ACTION ITEM: Retype the records below word for word and omit any image.

Records from a collection:
┄┄┄┄┄┄┄┄┄┄

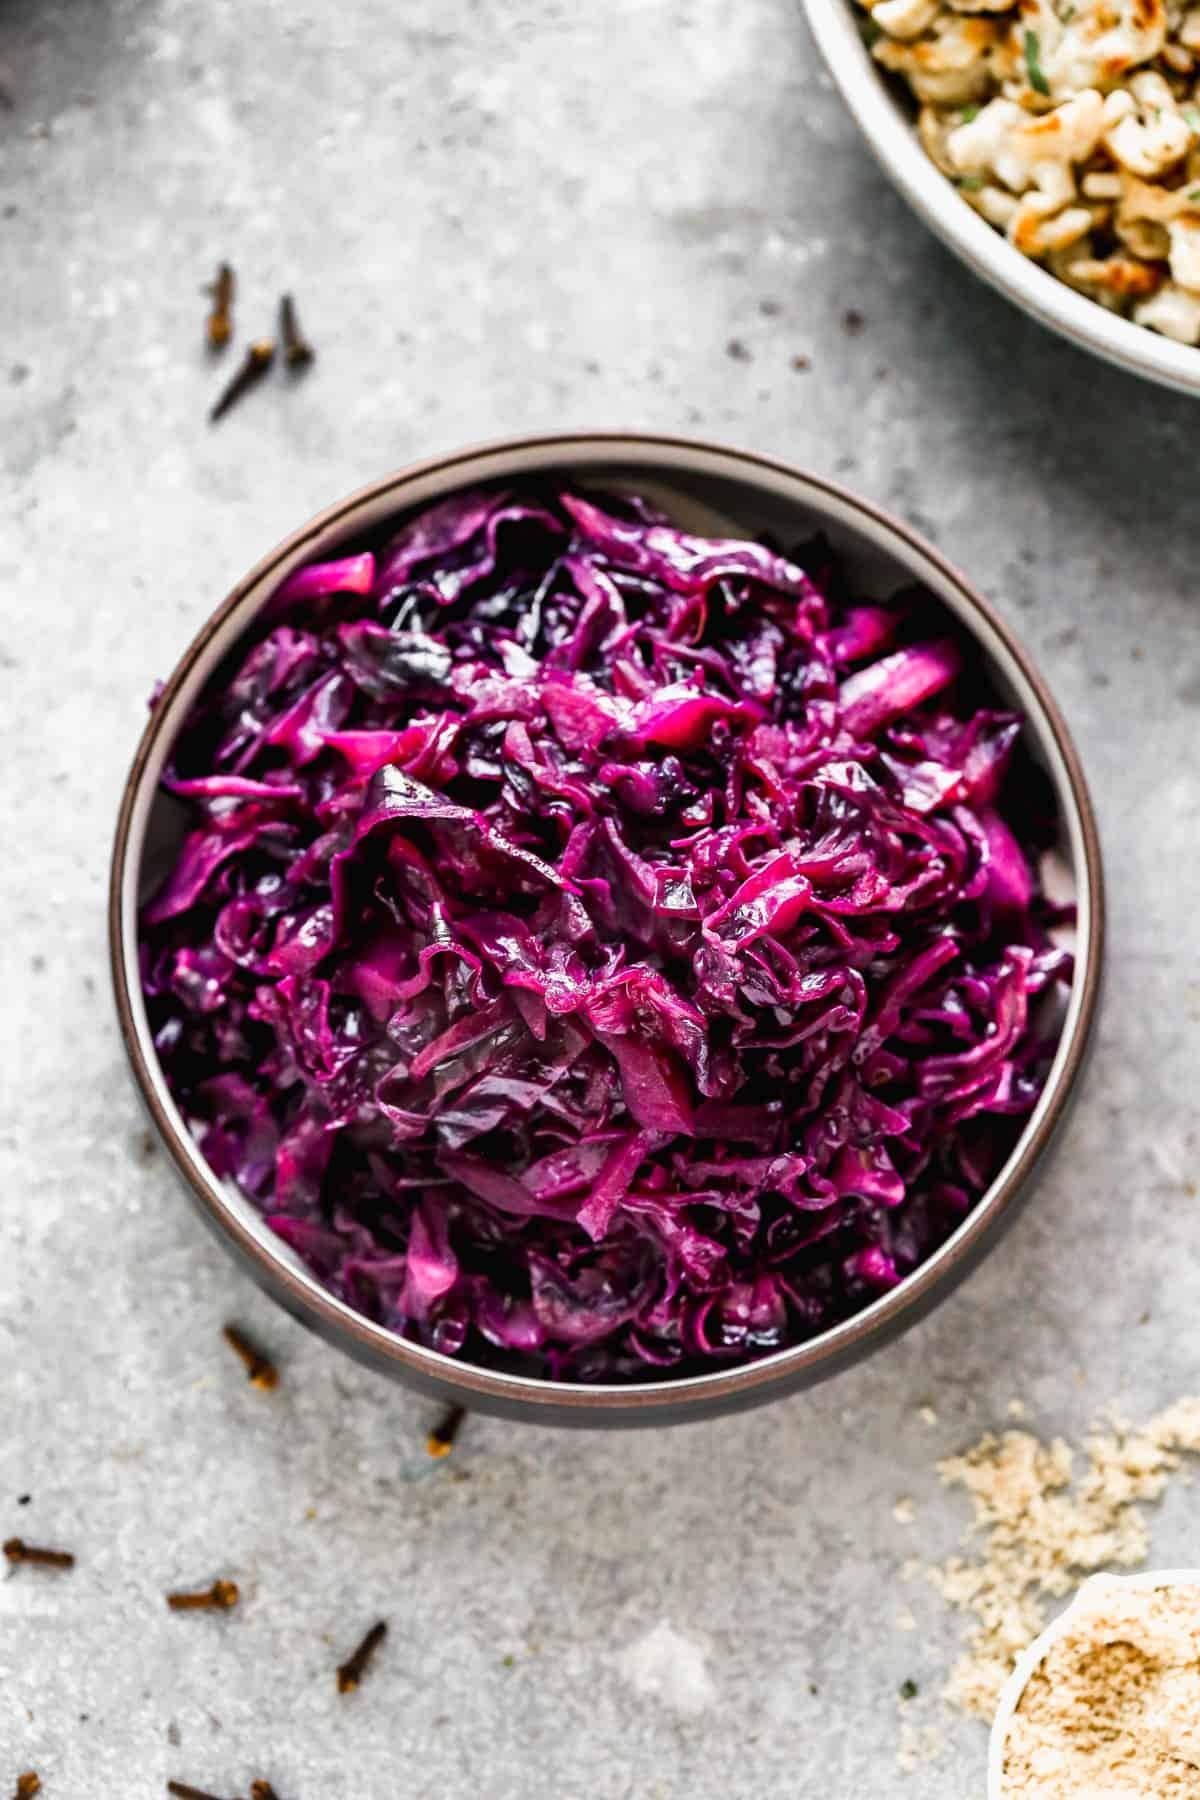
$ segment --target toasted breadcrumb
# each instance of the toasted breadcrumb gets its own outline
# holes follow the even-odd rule
[[[1100,1569],[1133,1568],[1149,1546],[1141,1507],[1160,1498],[1200,1453],[1200,1397],[1177,1401],[1141,1427],[1112,1419],[1084,1440],[1082,1463],[1061,1438],[988,1433],[938,1472],[973,1510],[969,1548],[929,1577],[974,1620],[947,1698],[990,1718],[1022,1650],[1045,1628],[1047,1602]]]
[[[1011,1800],[1200,1793],[1200,1588],[1095,1576],[1005,1739]]]

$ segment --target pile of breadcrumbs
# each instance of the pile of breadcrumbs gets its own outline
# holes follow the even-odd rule
[[[1085,1439],[1078,1473],[1061,1438],[1043,1444],[1027,1431],[989,1433],[938,1464],[974,1512],[971,1548],[929,1571],[943,1598],[974,1621],[950,1700],[990,1719],[1017,1656],[1048,1622],[1047,1603],[1085,1575],[1145,1560],[1139,1505],[1159,1498],[1184,1453],[1200,1453],[1200,1397],[1142,1426],[1113,1421]]]

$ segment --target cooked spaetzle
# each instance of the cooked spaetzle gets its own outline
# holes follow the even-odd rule
[[[859,4],[969,206],[1101,306],[1200,343],[1200,7]]]

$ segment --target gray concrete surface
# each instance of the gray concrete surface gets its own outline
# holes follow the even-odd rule
[[[792,0],[6,0],[0,63],[0,1535],[79,1555],[0,1580],[0,1792],[976,1800],[958,1626],[898,1586],[964,1523],[934,1456],[1014,1395],[1076,1434],[1200,1387],[1200,413],[948,258]],[[223,255],[243,331],[293,287],[320,362],[210,431]],[[152,679],[262,550],[410,457],[592,424],[834,473],[995,596],[1095,784],[1107,1003],[1036,1205],[883,1359],[673,1434],[473,1420],[435,1466],[429,1409],[276,1313],[148,1143],[105,858]],[[1177,1490],[1156,1550],[1198,1539]],[[168,1616],[217,1573],[236,1616]],[[911,1774],[906,1679],[945,1734]]]

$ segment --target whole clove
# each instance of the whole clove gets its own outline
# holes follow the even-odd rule
[[[269,1781],[252,1781],[250,1783],[250,1800],[279,1800],[279,1795]]]
[[[275,1364],[270,1357],[264,1356],[261,1350],[256,1349],[249,1338],[243,1337],[236,1325],[226,1325],[224,1338],[230,1349],[235,1351],[245,1363],[246,1378],[252,1387],[261,1388],[264,1393],[269,1393],[272,1388],[279,1386],[279,1370]]]
[[[214,1581],[198,1594],[168,1594],[172,1612],[228,1612],[238,1603],[236,1581]]]
[[[372,1625],[370,1631],[368,1631],[366,1637],[354,1652],[354,1655],[349,1657],[347,1661],[339,1666],[337,1672],[337,1690],[339,1694],[352,1694],[354,1692],[355,1688],[362,1680],[363,1675],[366,1673],[367,1664],[370,1662],[386,1636],[387,1620],[380,1619],[378,1624]]]
[[[13,1800],[33,1800],[35,1794],[42,1791],[42,1778],[36,1769],[26,1769],[23,1775],[17,1776],[17,1785],[13,1791]]]
[[[218,419],[223,419],[230,407],[236,406],[242,395],[262,380],[274,361],[274,338],[258,338],[251,344],[242,359],[241,368],[218,395],[216,404],[208,415],[209,424],[215,425]]]
[[[217,278],[210,282],[207,292],[212,297],[212,307],[205,322],[205,335],[210,350],[223,350],[233,336],[233,293],[234,274],[227,262],[223,262],[217,270]]]
[[[203,1788],[192,1787],[187,1781],[168,1781],[168,1794],[174,1794],[175,1800],[221,1800],[219,1794],[205,1793]]]
[[[283,360],[288,368],[297,373],[307,369],[317,353],[300,330],[296,302],[290,294],[285,294],[279,302],[279,335],[283,339]]]
[[[44,1569],[73,1569],[75,1558],[69,1550],[44,1550],[38,1544],[27,1544],[23,1538],[9,1538],[4,1554],[10,1563],[38,1563]]]
[[[442,1419],[434,1426],[425,1440],[425,1448],[430,1456],[449,1456],[458,1436],[459,1427],[467,1416],[465,1406],[452,1406]]]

┄┄┄┄┄┄┄┄┄┄

RESPONSE BELOW:
$ segment --target toasted breadcrumb
# each instance of the toasted breadcrumb gets its own outline
# holes follow the even-odd rule
[[[1100,1569],[1133,1568],[1149,1546],[1141,1507],[1160,1498],[1200,1453],[1200,1397],[1177,1401],[1141,1427],[1112,1419],[1084,1440],[1082,1463],[1061,1438],[988,1433],[938,1472],[973,1510],[969,1548],[929,1577],[974,1620],[947,1698],[990,1718],[1022,1650],[1045,1628],[1047,1602]]]
[[[1011,1800],[1200,1793],[1200,1588],[1095,1576],[1005,1739]]]

$ segment --target pile of breadcrumbs
# each instance of the pile of breadcrumbs gets its own outline
# holes follow the even-odd rule
[[[1085,1439],[1078,1473],[1061,1438],[1043,1444],[1027,1431],[989,1433],[938,1464],[974,1512],[971,1548],[929,1571],[943,1598],[974,1621],[950,1700],[990,1719],[1017,1656],[1048,1622],[1047,1603],[1085,1575],[1145,1560],[1139,1505],[1159,1498],[1184,1453],[1200,1453],[1200,1397],[1142,1426],[1113,1421]]]

$ segment --target cooked spaetzle
# each instance of the cooked spaetzle gets its own outline
# holes follow the even-odd rule
[[[859,4],[969,206],[1101,306],[1200,343],[1200,7]]]

$ segment --target gray concrete surface
# each instance of the gray concrete surface gets its own outline
# holes follow the even-odd rule
[[[792,0],[6,0],[0,63],[0,1535],[79,1555],[0,1580],[0,1792],[976,1800],[958,1626],[898,1586],[964,1523],[934,1456],[1014,1395],[1076,1434],[1200,1387],[1200,413],[948,258]],[[223,255],[243,331],[293,287],[320,362],[210,431]],[[152,679],[262,550],[410,457],[592,424],[834,473],[995,596],[1095,784],[1107,1003],[1036,1205],[883,1359],[673,1434],[473,1420],[435,1466],[429,1409],[276,1313],[148,1143],[105,858]],[[1177,1490],[1156,1550],[1198,1539]],[[168,1616],[217,1573],[236,1616]],[[911,1774],[906,1679],[945,1734]]]

$ segment --target whole clove
# each instance of the whole clove gets its own outline
# holes follow the even-odd rule
[[[269,1781],[252,1781],[250,1783],[250,1800],[279,1800],[279,1795]]]
[[[275,1364],[270,1357],[264,1356],[261,1350],[256,1349],[249,1338],[243,1337],[236,1325],[226,1325],[224,1338],[230,1349],[235,1351],[245,1363],[246,1378],[252,1387],[261,1388],[264,1393],[269,1393],[272,1388],[279,1386],[279,1370]]]
[[[214,1581],[198,1594],[168,1594],[172,1612],[228,1612],[238,1603],[236,1581]]]
[[[372,1625],[370,1631],[368,1631],[366,1637],[354,1652],[354,1655],[349,1657],[347,1661],[339,1666],[337,1672],[337,1690],[339,1694],[352,1694],[354,1692],[355,1688],[362,1680],[363,1675],[366,1673],[367,1664],[370,1662],[386,1636],[387,1620],[380,1619],[378,1624]]]
[[[13,1800],[33,1800],[35,1794],[42,1791],[42,1778],[36,1769],[26,1769],[23,1775],[17,1776],[17,1785],[13,1791]]]
[[[218,419],[223,419],[230,407],[236,406],[242,395],[262,380],[274,361],[274,338],[258,338],[251,344],[242,359],[241,368],[218,395],[216,404],[208,415],[209,424],[215,425]]]
[[[217,278],[210,282],[207,292],[212,297],[212,307],[205,322],[205,335],[210,350],[223,350],[233,336],[233,293],[234,274],[227,262],[223,262],[217,270]]]
[[[203,1788],[192,1787],[187,1781],[168,1781],[168,1794],[174,1794],[175,1800],[221,1800],[219,1794],[205,1793]]]
[[[283,360],[288,368],[297,373],[307,369],[317,353],[300,330],[296,302],[290,294],[285,294],[279,302],[279,335],[283,339]]]
[[[44,1569],[73,1569],[75,1558],[69,1550],[44,1550],[38,1544],[27,1544],[23,1538],[9,1538],[4,1554],[10,1563],[38,1563]]]
[[[442,1419],[434,1426],[425,1440],[425,1448],[430,1456],[449,1456],[458,1436],[459,1427],[467,1416],[465,1406],[452,1406]]]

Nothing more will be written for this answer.